▶ [EXERCISE INSTRUCTIONS]:
Your result will be the set of lines with "wall", copied from the material below.

SOURCE MATERIAL Start Marker

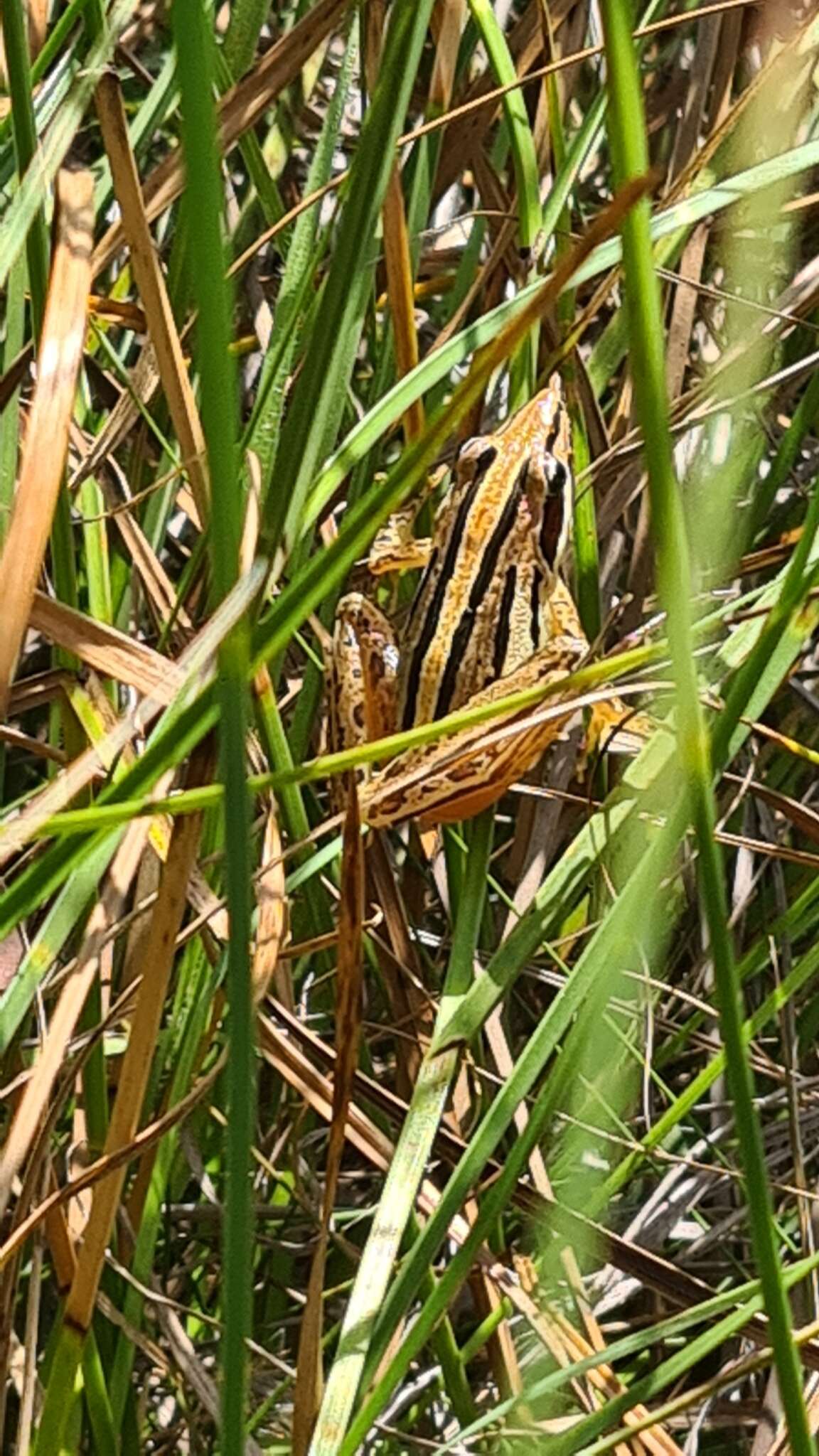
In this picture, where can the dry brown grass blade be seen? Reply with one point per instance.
(272, 900)
(47, 436)
(136, 1065)
(196, 663)
(141, 386)
(109, 651)
(240, 109)
(308, 1392)
(68, 1011)
(148, 1138)
(151, 283)
(400, 289)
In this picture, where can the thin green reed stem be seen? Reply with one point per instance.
(25, 146)
(220, 419)
(627, 136)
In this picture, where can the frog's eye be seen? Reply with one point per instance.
(557, 475)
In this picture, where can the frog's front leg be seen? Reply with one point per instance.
(461, 775)
(362, 675)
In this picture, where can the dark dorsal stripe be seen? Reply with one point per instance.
(503, 626)
(478, 590)
(554, 511)
(434, 604)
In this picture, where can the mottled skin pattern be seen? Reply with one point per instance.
(481, 608)
(490, 618)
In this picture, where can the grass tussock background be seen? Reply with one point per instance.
(316, 1142)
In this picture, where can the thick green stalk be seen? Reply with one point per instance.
(220, 419)
(627, 134)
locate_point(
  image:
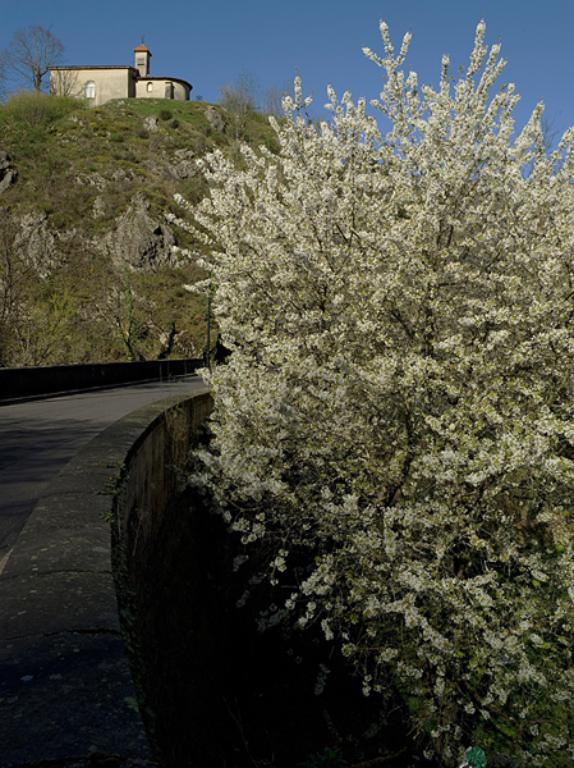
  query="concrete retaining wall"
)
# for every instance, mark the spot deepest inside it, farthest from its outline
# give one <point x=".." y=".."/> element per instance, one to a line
<point x="31" y="382"/>
<point x="66" y="690"/>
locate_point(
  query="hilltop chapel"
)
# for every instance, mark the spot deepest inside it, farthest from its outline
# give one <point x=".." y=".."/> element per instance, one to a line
<point x="99" y="83"/>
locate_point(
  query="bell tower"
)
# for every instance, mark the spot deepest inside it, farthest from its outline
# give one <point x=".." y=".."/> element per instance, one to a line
<point x="142" y="55"/>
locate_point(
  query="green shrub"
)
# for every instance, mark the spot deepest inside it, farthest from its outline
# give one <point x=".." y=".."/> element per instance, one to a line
<point x="38" y="109"/>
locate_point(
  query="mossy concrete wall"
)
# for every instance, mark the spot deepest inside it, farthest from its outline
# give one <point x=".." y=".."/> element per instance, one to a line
<point x="66" y="688"/>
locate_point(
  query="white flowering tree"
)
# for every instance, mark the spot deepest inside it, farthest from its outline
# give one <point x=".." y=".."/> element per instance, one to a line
<point x="396" y="421"/>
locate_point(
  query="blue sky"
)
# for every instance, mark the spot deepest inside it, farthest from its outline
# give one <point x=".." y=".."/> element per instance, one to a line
<point x="211" y="42"/>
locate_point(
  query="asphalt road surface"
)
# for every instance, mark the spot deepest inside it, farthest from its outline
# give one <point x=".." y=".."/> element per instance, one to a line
<point x="37" y="438"/>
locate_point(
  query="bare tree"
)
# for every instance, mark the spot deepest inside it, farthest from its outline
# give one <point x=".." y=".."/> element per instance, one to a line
<point x="241" y="96"/>
<point x="273" y="101"/>
<point x="30" y="55"/>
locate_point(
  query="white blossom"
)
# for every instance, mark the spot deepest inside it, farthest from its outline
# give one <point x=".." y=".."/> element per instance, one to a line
<point x="396" y="419"/>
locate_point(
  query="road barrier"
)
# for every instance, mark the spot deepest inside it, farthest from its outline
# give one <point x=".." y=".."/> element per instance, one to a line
<point x="66" y="690"/>
<point x="17" y="383"/>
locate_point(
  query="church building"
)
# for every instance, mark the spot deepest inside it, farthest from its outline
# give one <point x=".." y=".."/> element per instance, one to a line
<point x="99" y="83"/>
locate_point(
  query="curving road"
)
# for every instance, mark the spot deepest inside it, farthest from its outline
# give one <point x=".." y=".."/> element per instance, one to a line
<point x="37" y="438"/>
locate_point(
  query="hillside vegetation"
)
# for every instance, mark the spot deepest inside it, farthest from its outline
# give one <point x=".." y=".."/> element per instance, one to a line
<point x="87" y="269"/>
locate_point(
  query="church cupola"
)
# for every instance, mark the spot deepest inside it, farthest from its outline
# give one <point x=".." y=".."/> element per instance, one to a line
<point x="142" y="56"/>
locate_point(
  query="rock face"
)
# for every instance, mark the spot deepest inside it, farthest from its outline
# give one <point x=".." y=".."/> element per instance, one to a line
<point x="35" y="242"/>
<point x="8" y="173"/>
<point x="138" y="240"/>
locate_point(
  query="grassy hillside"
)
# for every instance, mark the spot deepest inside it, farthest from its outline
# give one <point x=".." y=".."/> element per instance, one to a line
<point x="87" y="271"/>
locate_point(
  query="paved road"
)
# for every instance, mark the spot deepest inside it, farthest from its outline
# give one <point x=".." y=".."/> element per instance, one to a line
<point x="37" y="438"/>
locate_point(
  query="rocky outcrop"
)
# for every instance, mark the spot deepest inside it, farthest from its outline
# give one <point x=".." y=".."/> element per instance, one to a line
<point x="185" y="165"/>
<point x="8" y="173"/>
<point x="35" y="242"/>
<point x="138" y="240"/>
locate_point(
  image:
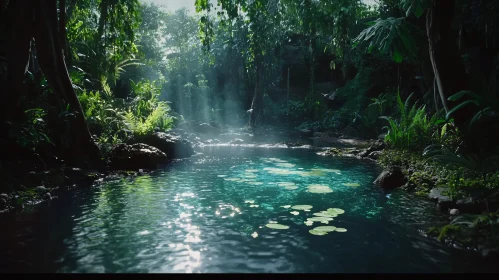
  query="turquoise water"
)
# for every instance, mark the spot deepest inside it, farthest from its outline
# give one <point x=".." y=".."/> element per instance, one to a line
<point x="209" y="214"/>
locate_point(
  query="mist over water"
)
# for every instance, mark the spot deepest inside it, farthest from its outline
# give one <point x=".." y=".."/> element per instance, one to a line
<point x="210" y="214"/>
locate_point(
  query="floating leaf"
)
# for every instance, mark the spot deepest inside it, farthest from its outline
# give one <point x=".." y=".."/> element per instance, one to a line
<point x="233" y="179"/>
<point x="319" y="189"/>
<point x="302" y="207"/>
<point x="320" y="219"/>
<point x="315" y="232"/>
<point x="325" y="228"/>
<point x="326" y="214"/>
<point x="285" y="165"/>
<point x="308" y="223"/>
<point x="277" y="226"/>
<point x="283" y="184"/>
<point x="327" y="170"/>
<point x="336" y="211"/>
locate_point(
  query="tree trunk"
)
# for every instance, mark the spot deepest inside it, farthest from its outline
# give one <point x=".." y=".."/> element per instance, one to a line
<point x="446" y="61"/>
<point x="21" y="16"/>
<point x="81" y="146"/>
<point x="257" y="101"/>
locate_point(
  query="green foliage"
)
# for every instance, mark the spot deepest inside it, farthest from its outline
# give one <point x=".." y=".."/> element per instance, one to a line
<point x="30" y="133"/>
<point x="412" y="129"/>
<point x="394" y="35"/>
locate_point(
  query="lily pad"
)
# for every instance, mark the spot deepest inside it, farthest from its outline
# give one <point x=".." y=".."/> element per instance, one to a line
<point x="336" y="211"/>
<point x="285" y="165"/>
<point x="277" y="226"/>
<point x="233" y="179"/>
<point x="315" y="232"/>
<point x="308" y="222"/>
<point x="327" y="170"/>
<point x="325" y="228"/>
<point x="320" y="219"/>
<point x="319" y="189"/>
<point x="326" y="214"/>
<point x="283" y="184"/>
<point x="302" y="207"/>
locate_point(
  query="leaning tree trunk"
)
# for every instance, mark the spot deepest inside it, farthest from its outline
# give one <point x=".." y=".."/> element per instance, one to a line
<point x="446" y="61"/>
<point x="81" y="147"/>
<point x="257" y="101"/>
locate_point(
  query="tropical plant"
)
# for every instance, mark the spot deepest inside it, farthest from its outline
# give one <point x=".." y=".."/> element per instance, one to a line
<point x="412" y="129"/>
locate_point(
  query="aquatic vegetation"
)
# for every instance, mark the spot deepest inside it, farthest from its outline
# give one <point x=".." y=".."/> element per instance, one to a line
<point x="277" y="226"/>
<point x="353" y="185"/>
<point x="319" y="189"/>
<point x="315" y="232"/>
<point x="326" y="214"/>
<point x="285" y="164"/>
<point x="337" y="211"/>
<point x="302" y="207"/>
<point x="320" y="219"/>
<point x="327" y="170"/>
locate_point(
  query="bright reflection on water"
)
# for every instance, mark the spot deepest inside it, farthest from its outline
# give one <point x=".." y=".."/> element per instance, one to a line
<point x="208" y="214"/>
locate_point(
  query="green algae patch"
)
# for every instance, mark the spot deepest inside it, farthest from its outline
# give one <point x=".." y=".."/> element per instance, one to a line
<point x="302" y="207"/>
<point x="319" y="189"/>
<point x="277" y="226"/>
<point x="352" y="185"/>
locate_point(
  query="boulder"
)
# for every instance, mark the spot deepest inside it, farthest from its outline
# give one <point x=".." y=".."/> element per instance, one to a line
<point x="172" y="145"/>
<point x="390" y="179"/>
<point x="136" y="156"/>
<point x="349" y="132"/>
<point x="207" y="128"/>
<point x="444" y="202"/>
<point x="374" y="155"/>
<point x="305" y="133"/>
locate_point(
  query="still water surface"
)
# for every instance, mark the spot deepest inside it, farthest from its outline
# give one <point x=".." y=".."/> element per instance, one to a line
<point x="209" y="214"/>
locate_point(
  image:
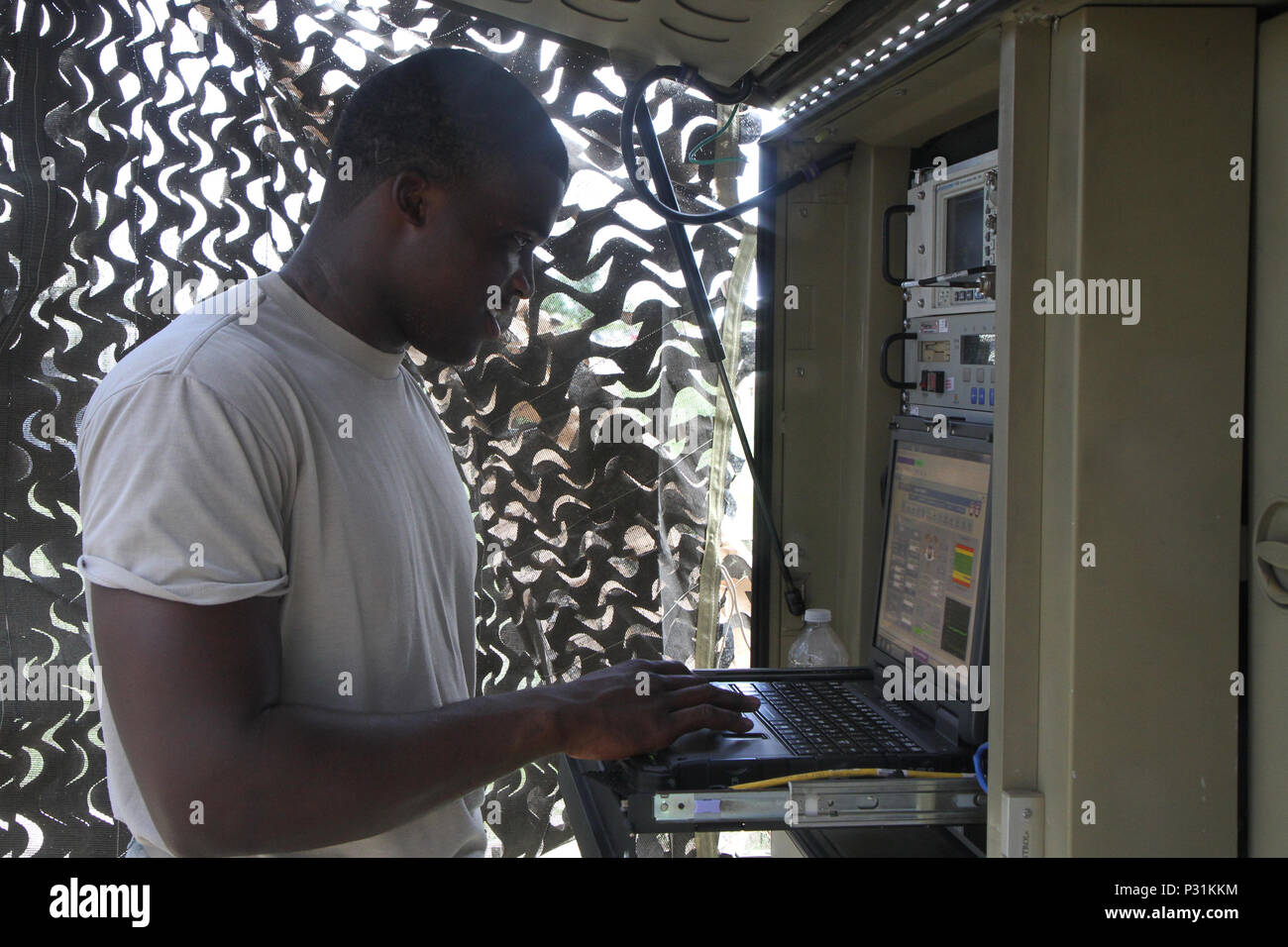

SOURCE MATERIAL End Marker

▶ [RESULT FOR THIS TASK]:
  query="concrete retaining wall"
  query="mossy concrete wall"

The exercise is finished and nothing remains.